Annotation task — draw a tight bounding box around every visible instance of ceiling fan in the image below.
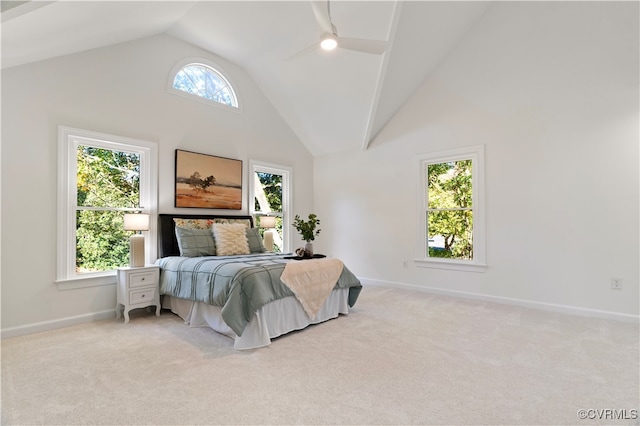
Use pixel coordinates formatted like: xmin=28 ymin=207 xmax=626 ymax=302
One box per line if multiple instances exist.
xmin=289 ymin=0 xmax=388 ymax=59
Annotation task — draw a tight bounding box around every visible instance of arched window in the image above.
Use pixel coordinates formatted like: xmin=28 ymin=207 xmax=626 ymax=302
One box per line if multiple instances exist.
xmin=171 ymin=62 xmax=239 ymax=109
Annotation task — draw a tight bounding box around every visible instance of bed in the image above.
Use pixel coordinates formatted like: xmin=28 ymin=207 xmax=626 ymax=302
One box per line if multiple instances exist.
xmin=155 ymin=213 xmax=362 ymax=349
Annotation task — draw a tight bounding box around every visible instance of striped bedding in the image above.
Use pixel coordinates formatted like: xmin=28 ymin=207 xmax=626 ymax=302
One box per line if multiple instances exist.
xmin=156 ymin=253 xmax=362 ymax=336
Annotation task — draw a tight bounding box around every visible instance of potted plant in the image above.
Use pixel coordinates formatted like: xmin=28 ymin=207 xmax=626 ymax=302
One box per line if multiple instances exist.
xmin=292 ymin=213 xmax=321 ymax=256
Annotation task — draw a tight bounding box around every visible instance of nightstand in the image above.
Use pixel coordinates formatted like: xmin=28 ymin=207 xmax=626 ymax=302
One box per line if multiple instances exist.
xmin=115 ymin=265 xmax=161 ymax=324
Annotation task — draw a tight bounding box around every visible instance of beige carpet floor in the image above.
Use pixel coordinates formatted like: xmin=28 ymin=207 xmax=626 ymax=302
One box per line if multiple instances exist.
xmin=1 ymin=285 xmax=639 ymax=425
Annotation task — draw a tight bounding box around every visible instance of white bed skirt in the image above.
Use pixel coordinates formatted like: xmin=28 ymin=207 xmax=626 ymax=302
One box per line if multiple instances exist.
xmin=162 ymin=288 xmax=351 ymax=350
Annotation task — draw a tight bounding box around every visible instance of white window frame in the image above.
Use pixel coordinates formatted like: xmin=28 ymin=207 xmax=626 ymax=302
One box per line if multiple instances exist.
xmin=56 ymin=126 xmax=158 ymax=289
xmin=167 ymin=57 xmax=242 ymax=113
xmin=249 ymin=160 xmax=292 ymax=253
xmin=415 ymin=145 xmax=486 ymax=272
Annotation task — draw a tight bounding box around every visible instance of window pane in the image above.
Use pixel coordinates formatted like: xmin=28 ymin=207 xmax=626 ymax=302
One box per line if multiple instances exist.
xmin=77 ymin=145 xmax=140 ymax=208
xmin=76 ymin=210 xmax=131 ymax=273
xmin=254 ymin=170 xmax=285 ymax=252
xmin=254 ymin=172 xmax=282 ymax=213
xmin=173 ymin=64 xmax=238 ymax=108
xmin=205 ymin=72 xmax=224 ymax=97
xmin=184 ymin=66 xmax=206 ymax=94
xmin=257 ymin=216 xmax=283 ymax=253
xmin=427 ymin=160 xmax=472 ymax=209
xmin=214 ymin=87 xmax=233 ymax=106
xmin=173 ymin=70 xmax=198 ymax=94
xmin=427 ymin=210 xmax=473 ymax=260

» **TASK BRIEF**
Transcribe each record exactly as it appears, but omit every picture.

» **FINISHED TASK**
Annotation task — draw a tight bounding box around every visible instance of ceiling fan in the image below.
Use pixel coordinates formatted like: xmin=28 ymin=207 xmax=626 ymax=302
One box per line if multiple instances exist.
xmin=289 ymin=0 xmax=388 ymax=59
Annotation task — draw a tight bounding box around every visible instance of arched window in the image above.
Use pixel coordinates formatted like: xmin=28 ymin=207 xmax=626 ymax=302
One box per line if multiple instances exist.
xmin=171 ymin=62 xmax=239 ymax=109
Annotation task — draw a tight bounding box around every visible instance of bed in the image above.
Use pixel coordinates formatted like: xmin=28 ymin=207 xmax=626 ymax=302
One box per line if multiple instances exist.
xmin=155 ymin=213 xmax=362 ymax=349
Annotation task — draw a tight bounding box around every visible instance of striped bedding in the image above.
Use pixel coordinates formatted like: xmin=28 ymin=207 xmax=626 ymax=302
One box per line if multiple instances exist.
xmin=156 ymin=253 xmax=362 ymax=336
Annotation task — draw a tight bounding box around every visible instance of potted plant in the image above.
Use pixel coordinates formatted like: xmin=28 ymin=207 xmax=626 ymax=302
One box per line if multiple instances exist.
xmin=292 ymin=213 xmax=321 ymax=256
Annotation task — draw a tight bounding box around every visible instance of nightstand in the image above.
Use pixel coordinates formatted like: xmin=28 ymin=207 xmax=626 ymax=302
One box per line if multiple instances exist.
xmin=115 ymin=265 xmax=161 ymax=324
Annotation task — draw a tight bounding box around every visible instance of beige carpet floor in the image above.
Use pixel coordinates formatted like: xmin=28 ymin=207 xmax=626 ymax=302
One box per line if multiple instances exist.
xmin=1 ymin=285 xmax=639 ymax=425
Annotation task — draw a tight bounding box around every visible instance of white bed skirt in the image above.
Use pixel coordinates formatted like: xmin=28 ymin=207 xmax=626 ymax=302
One box per line if multiple instances exist.
xmin=162 ymin=288 xmax=351 ymax=350
Annotation task — draw a tight bounding box around every visible instance of white window frame in the image above.
Use pixel coordinates formatted like: xmin=28 ymin=207 xmax=626 ymax=302
One box per line if multiple instances exist.
xmin=56 ymin=126 xmax=158 ymax=289
xmin=167 ymin=57 xmax=242 ymax=113
xmin=249 ymin=160 xmax=292 ymax=253
xmin=415 ymin=145 xmax=486 ymax=272
Annotation task — draw a tight bounding box around every visible instance of window pane in the image above.
Use pixel coordinates formatted like: xmin=28 ymin=207 xmax=626 ymax=302
One box per line if multiple instances exist.
xmin=77 ymin=145 xmax=140 ymax=208
xmin=76 ymin=210 xmax=131 ymax=273
xmin=254 ymin=170 xmax=285 ymax=252
xmin=254 ymin=172 xmax=282 ymax=213
xmin=173 ymin=64 xmax=238 ymax=108
xmin=205 ymin=72 xmax=224 ymax=97
xmin=184 ymin=66 xmax=206 ymax=94
xmin=257 ymin=216 xmax=283 ymax=253
xmin=427 ymin=160 xmax=472 ymax=209
xmin=214 ymin=87 xmax=233 ymax=106
xmin=173 ymin=70 xmax=198 ymax=94
xmin=427 ymin=210 xmax=473 ymax=260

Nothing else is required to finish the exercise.